***** DATA FOR THIS EXERCISE

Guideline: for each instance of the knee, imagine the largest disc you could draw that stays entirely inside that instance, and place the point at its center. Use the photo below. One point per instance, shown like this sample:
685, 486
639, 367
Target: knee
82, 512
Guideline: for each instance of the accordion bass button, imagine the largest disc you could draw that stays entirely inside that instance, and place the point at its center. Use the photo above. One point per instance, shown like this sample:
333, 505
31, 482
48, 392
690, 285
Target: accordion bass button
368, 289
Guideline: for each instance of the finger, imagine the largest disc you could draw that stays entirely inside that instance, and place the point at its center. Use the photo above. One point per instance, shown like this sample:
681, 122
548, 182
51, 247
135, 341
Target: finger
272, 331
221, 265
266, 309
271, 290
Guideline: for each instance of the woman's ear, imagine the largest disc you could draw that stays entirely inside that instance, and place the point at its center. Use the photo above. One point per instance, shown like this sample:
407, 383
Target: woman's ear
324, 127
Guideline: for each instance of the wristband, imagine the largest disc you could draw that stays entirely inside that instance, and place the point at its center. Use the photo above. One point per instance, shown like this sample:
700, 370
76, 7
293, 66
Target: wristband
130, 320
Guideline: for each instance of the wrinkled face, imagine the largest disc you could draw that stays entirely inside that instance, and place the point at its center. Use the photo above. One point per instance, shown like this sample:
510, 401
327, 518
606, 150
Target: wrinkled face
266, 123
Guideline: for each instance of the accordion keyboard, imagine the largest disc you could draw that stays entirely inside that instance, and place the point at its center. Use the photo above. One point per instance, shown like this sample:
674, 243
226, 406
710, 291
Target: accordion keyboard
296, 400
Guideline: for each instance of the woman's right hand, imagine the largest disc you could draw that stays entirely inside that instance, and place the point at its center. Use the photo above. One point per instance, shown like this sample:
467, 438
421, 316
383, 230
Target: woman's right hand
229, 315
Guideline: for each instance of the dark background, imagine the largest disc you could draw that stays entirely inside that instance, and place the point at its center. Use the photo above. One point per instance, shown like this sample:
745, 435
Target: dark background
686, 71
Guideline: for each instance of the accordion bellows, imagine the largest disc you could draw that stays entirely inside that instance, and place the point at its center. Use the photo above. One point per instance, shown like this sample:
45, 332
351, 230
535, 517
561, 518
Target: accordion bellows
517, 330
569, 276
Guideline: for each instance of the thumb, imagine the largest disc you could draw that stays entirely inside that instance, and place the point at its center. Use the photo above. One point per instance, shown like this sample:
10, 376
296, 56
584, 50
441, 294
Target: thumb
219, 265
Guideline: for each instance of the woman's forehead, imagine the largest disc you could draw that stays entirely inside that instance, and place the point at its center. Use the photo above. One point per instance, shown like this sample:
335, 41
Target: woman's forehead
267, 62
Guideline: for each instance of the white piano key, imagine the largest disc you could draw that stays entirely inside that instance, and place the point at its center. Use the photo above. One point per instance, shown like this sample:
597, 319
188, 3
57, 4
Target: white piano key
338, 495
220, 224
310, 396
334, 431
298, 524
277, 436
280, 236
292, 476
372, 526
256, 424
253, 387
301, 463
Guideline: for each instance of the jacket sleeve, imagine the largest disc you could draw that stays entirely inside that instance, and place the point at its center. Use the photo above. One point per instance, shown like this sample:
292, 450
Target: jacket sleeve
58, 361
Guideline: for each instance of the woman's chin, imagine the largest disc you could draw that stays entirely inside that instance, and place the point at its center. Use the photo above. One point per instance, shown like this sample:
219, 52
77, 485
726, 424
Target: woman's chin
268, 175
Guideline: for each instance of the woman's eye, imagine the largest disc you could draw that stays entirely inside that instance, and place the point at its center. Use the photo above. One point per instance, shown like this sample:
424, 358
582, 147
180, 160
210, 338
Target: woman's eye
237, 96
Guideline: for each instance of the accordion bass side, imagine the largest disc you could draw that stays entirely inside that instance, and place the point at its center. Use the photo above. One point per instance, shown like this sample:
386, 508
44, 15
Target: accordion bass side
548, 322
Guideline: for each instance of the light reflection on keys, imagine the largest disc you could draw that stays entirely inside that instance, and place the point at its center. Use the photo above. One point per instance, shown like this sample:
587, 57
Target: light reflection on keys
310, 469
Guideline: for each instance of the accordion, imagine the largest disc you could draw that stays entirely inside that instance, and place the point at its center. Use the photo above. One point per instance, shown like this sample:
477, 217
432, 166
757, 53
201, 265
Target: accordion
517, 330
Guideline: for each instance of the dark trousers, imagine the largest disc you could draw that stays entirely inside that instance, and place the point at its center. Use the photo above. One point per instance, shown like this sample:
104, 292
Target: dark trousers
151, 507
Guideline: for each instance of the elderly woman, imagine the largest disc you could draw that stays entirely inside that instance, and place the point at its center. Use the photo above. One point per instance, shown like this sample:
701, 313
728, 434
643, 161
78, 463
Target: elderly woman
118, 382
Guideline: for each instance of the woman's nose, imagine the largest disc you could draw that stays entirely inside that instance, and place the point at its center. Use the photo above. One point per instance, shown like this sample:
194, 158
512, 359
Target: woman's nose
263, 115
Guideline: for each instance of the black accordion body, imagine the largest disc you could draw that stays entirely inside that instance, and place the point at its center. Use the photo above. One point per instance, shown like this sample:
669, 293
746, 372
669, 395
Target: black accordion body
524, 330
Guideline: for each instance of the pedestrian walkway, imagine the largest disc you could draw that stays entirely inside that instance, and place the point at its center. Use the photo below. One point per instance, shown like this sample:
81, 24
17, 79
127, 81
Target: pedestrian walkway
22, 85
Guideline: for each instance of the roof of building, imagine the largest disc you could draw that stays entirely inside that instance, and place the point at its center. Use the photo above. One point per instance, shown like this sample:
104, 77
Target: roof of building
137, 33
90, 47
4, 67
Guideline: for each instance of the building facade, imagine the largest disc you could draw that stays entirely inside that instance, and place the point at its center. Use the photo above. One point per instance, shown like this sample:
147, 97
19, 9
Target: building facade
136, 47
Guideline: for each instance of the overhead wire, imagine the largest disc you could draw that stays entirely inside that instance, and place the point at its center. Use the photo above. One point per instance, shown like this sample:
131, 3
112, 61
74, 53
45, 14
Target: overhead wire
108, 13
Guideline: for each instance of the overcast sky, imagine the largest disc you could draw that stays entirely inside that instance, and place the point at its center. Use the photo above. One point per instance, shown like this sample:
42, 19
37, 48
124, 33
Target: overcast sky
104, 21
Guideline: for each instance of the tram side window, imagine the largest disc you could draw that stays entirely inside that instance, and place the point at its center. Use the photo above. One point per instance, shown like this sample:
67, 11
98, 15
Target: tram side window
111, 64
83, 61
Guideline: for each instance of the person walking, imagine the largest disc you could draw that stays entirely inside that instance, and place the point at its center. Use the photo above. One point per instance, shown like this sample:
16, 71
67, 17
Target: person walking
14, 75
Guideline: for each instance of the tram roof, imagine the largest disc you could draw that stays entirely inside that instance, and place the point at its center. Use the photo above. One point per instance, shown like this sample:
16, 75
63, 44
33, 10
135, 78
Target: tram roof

**********
***** DATA FOR THIS EXERCISE

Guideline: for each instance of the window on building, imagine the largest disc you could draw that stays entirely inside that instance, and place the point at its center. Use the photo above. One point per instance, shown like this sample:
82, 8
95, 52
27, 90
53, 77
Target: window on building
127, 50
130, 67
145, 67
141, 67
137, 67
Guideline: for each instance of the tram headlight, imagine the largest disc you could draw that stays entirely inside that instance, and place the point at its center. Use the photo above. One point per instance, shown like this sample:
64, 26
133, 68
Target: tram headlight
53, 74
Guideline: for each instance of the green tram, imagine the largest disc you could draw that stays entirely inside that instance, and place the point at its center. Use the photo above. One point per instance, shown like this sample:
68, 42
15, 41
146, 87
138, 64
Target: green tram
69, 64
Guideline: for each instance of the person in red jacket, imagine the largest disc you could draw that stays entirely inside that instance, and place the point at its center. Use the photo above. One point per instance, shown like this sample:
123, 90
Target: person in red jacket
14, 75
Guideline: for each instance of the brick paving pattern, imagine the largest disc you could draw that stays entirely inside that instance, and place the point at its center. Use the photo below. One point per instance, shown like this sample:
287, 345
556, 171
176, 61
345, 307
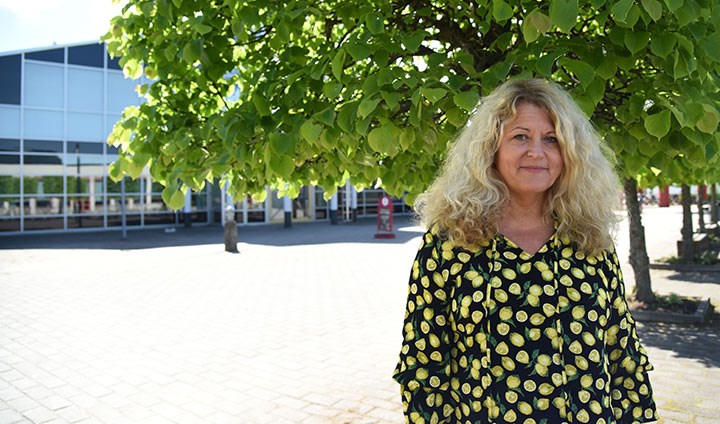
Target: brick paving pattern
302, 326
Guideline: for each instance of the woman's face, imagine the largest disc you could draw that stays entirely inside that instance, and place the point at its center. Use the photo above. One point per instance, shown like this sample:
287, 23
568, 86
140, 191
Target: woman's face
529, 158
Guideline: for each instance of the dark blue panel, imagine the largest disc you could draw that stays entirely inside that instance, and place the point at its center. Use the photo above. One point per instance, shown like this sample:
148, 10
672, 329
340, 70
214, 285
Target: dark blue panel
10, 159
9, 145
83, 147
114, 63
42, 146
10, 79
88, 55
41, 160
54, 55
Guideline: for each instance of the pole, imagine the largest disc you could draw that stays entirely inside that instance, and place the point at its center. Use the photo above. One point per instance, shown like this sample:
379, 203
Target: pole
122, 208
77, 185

**********

**REQUIREMENT**
Would you copy, unchanged, the stretch of the records above that begins at the line containing "Target: building facade" and ends at the line containing "Target: tram roof", and only that?

**TASK RESULT**
Target: building facade
136, 47
Guideline: for each instance of the overhead wire, imagine the largest disc you could draw that stays entirely inside that instance, and place the point at its center. Use the photo above. One point per instance, shown like this sample:
131, 3
112, 61
74, 53
45, 14
Target: overhead wire
108, 13
Guideline: for each instance of the overcast sky, imagine the largest disc you could draw that stays entirely inside that instance, and place the point at its center. Use the photo above. One point per instance, shown like this sample:
42, 19
37, 48
124, 33
Target: overcast sky
104, 21
Guideline: for each instance of the tram side window, imagine the largest disc you could draw that stays entirely inside that instance, and place the point at its center. Use the photo above. One point per instance, shown like this sample:
67, 11
98, 15
Target: tram side window
111, 64
83, 61
Guideline: for each instance of the person walking, imagine the largest disc you could draw that stays entirely inside that instance, and place the point at its center. Use the photo above. One point per instance, shown like this sample:
16, 71
67, 17
Target: person walking
14, 75
Guideline: for each instance of the tram roof, imagine the largest disc you could draw that stays entirely inside that instance, and place the point at its center. Use the photo above. One point per instance, shown like this sample:
16, 75
63, 44
33, 10
135, 78
Target: tram roof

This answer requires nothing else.